**PROBLEM TO WORK ON**
Report each line of the material below that contains the string "Task" and copy those lines in full. Matching is case-sensitive.

>> start PROVIDED ENTRIES

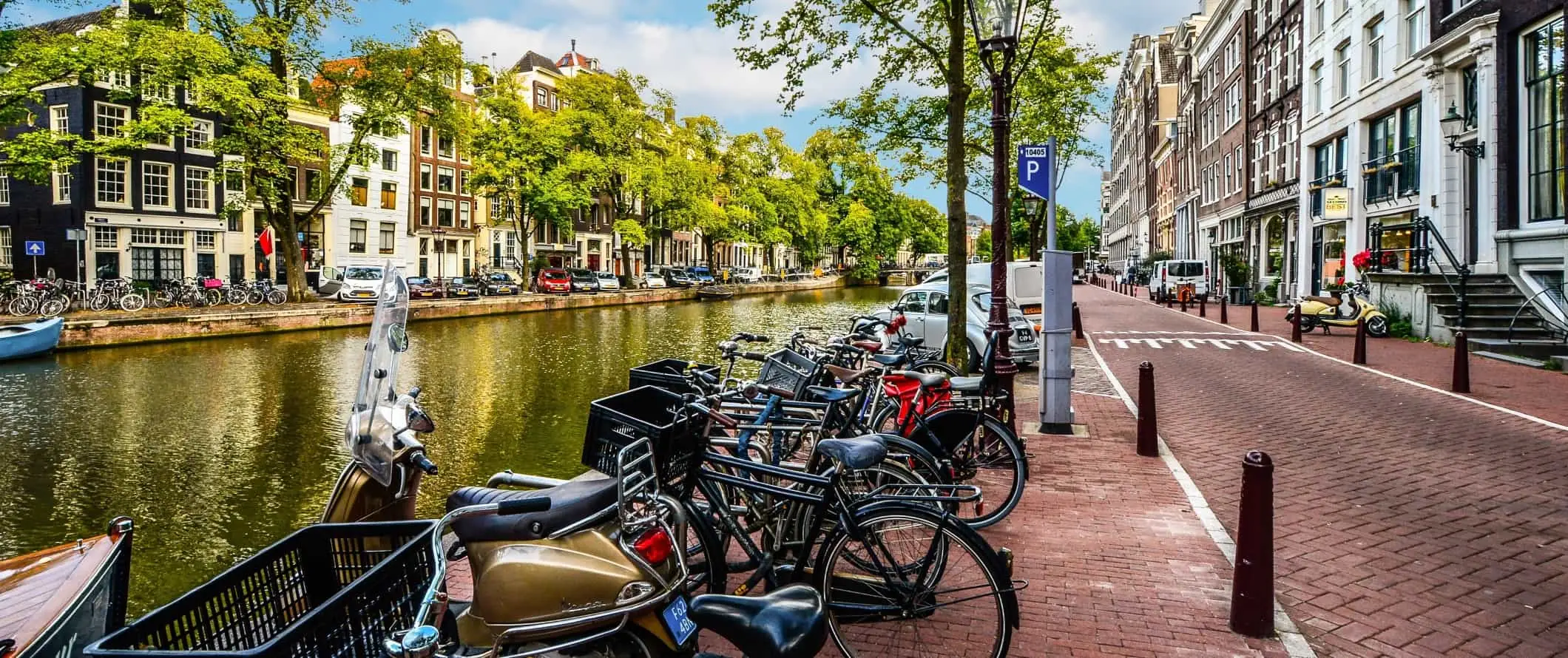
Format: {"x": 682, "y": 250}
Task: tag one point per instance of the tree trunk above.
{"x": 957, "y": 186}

>> end PROVIDED ENTRIES
>> start PROVIDED ENTRIES

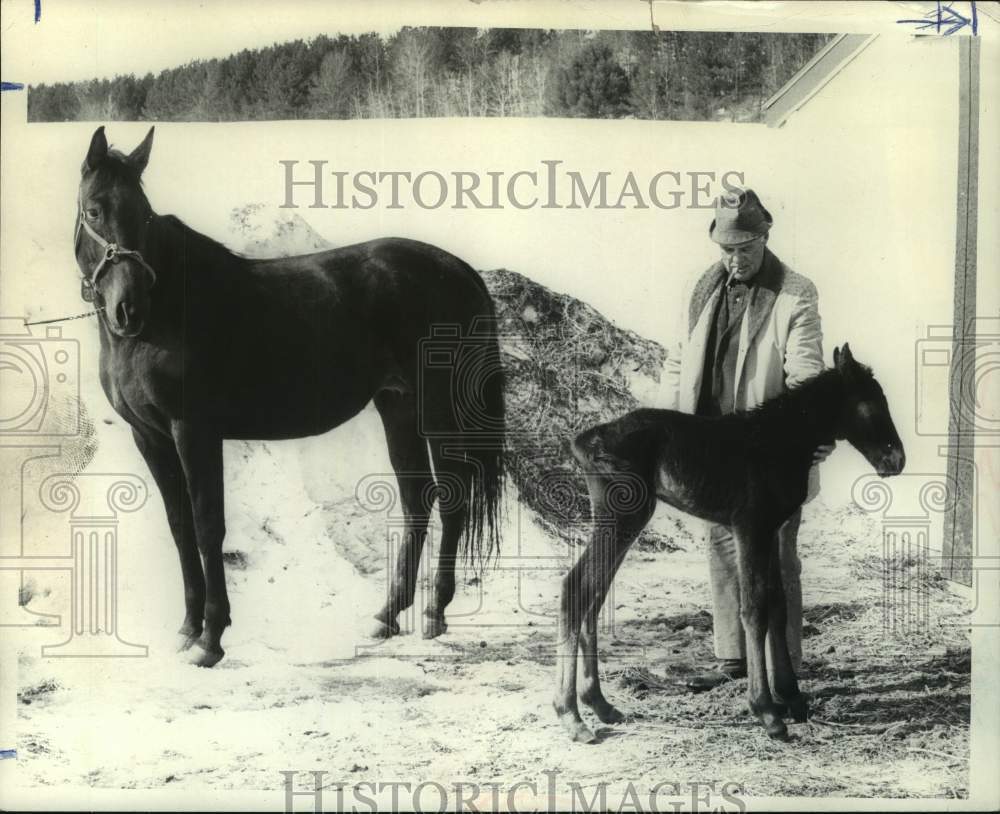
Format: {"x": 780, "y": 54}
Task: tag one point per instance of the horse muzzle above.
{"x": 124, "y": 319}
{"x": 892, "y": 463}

>> end PROVIDED ENTRIES

**RESULT**
Task: tag one point per instance of the tree trunk above.
Task: tag one point per instance of the horse muzzle above.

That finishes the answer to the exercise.